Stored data
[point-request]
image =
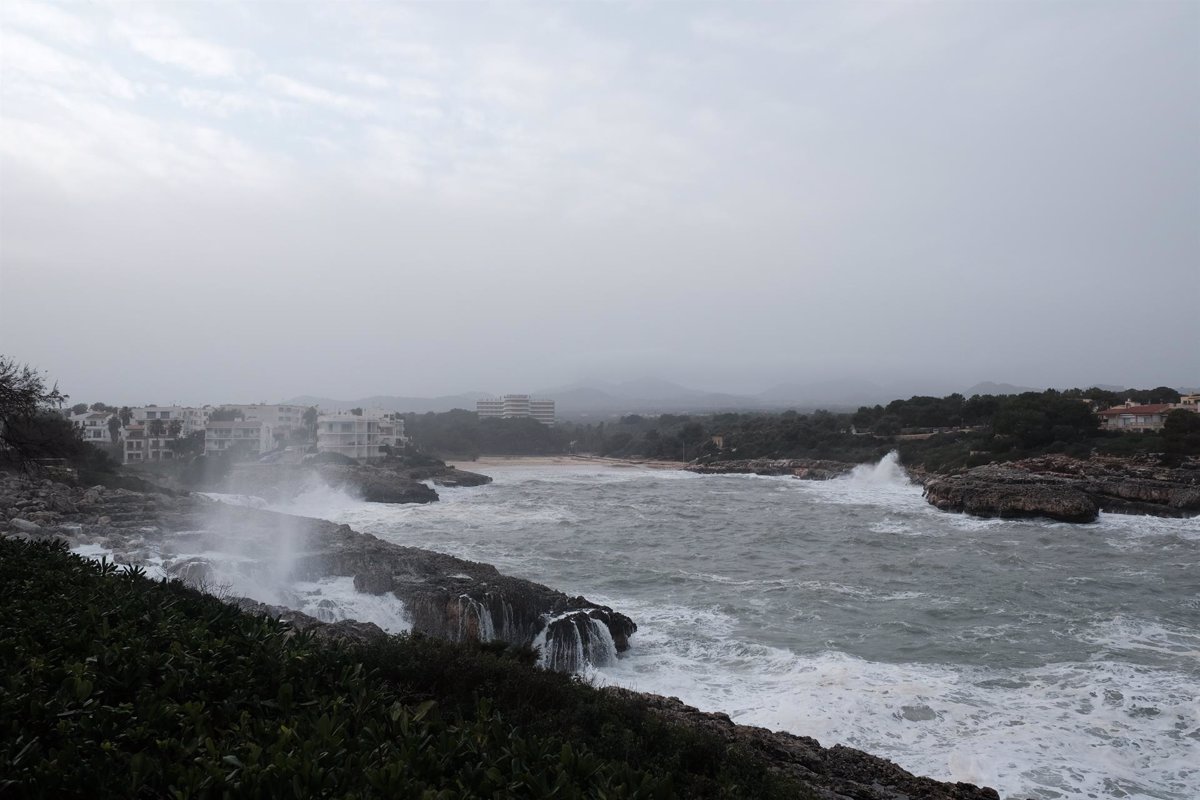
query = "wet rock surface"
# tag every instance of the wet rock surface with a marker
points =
(1071, 489)
(813, 469)
(834, 773)
(443, 595)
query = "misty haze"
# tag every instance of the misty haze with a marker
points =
(623, 400)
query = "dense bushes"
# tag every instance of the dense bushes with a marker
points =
(119, 686)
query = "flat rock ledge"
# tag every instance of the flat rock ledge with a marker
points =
(1071, 489)
(198, 540)
(811, 469)
(834, 773)
(383, 482)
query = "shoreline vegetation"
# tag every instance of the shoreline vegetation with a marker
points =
(155, 687)
(171, 690)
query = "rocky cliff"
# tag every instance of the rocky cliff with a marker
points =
(1071, 489)
(813, 469)
(389, 481)
(223, 547)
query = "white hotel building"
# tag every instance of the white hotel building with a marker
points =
(359, 435)
(516, 405)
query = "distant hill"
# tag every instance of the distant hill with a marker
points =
(391, 403)
(847, 392)
(989, 388)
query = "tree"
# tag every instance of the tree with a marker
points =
(24, 403)
(1181, 432)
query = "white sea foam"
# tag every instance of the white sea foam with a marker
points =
(335, 599)
(246, 500)
(1069, 731)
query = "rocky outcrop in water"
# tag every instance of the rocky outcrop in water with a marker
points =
(443, 595)
(834, 773)
(387, 481)
(1071, 489)
(813, 469)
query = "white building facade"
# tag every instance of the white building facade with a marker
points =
(366, 435)
(511, 407)
(282, 419)
(245, 437)
(191, 419)
(93, 427)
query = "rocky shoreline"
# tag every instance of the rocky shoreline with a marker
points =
(389, 481)
(445, 596)
(809, 469)
(1071, 489)
(223, 547)
(1055, 487)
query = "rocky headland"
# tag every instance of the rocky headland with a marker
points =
(1055, 487)
(226, 548)
(1071, 489)
(388, 481)
(810, 469)
(445, 597)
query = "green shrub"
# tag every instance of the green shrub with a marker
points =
(115, 685)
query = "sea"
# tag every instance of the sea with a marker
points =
(1044, 660)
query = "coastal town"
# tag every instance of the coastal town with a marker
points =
(288, 432)
(277, 432)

Task to complete
Exclude the images, then output the data above word for word.

Exercise answer
[point-request]
image =
query = "wet rock surface"
# tag every instance of the wet rock surface with a marker
points =
(1071, 489)
(813, 469)
(834, 773)
(443, 595)
query = "misty haze"
# tag every instance of the misty haze with a marker
points =
(623, 400)
query = "dense bushes"
# tag every instance of the dense bushes with a marker
points =
(119, 686)
query = "flat rock ledge"
# tag every instance of the flat rock ledge with a marker
points =
(1071, 489)
(198, 540)
(811, 469)
(834, 773)
(383, 482)
query = "shoreline vegetation"
# tag every instance of the shoreline vegetation with a marker
points =
(155, 687)
(171, 690)
query = "rocky cliff"
# tag every instance of the rocky cliff with a marker
points =
(1071, 489)
(813, 469)
(389, 481)
(223, 547)
query = "white hotel building"
# tag every instance of the white hotel building with a marker
points =
(359, 435)
(516, 405)
query = "distant hill"
# tag every instance of the distant hill with a marker
points =
(391, 403)
(847, 392)
(989, 388)
query = "tree"
# tag every instance of the tree with a marker
points =
(24, 403)
(1181, 432)
query = "white sea foam"
# tag every instance of the white sea foam with a marker
points =
(335, 599)
(246, 500)
(1069, 731)
query = "rocky outcrop in water"
# tag every instance of the rocky outcrop in water with a marker
points =
(443, 595)
(834, 773)
(387, 481)
(1071, 489)
(813, 469)
query = "white building facade"
# tag every instance of the white building facade with a marker
points =
(366, 435)
(511, 407)
(282, 419)
(245, 437)
(191, 419)
(93, 427)
query = "rocky shoreline"
# tag every instance of the rocky shoreline with a marker
points =
(389, 481)
(445, 596)
(809, 469)
(1071, 489)
(223, 547)
(1055, 487)
query = "rocky headland"
# tag every instance of the rocky headland with a marker
points =
(1055, 487)
(226, 548)
(1071, 489)
(388, 481)
(810, 469)
(445, 597)
query = "green shrub"
# tag every instance of the green shrub with a marker
points =
(115, 685)
query = "sea"
# tag every instance of the sea with a marker
points =
(1044, 660)
query = "coastal town"
# tag every instance of the coastal town with a marker
points =
(288, 432)
(277, 432)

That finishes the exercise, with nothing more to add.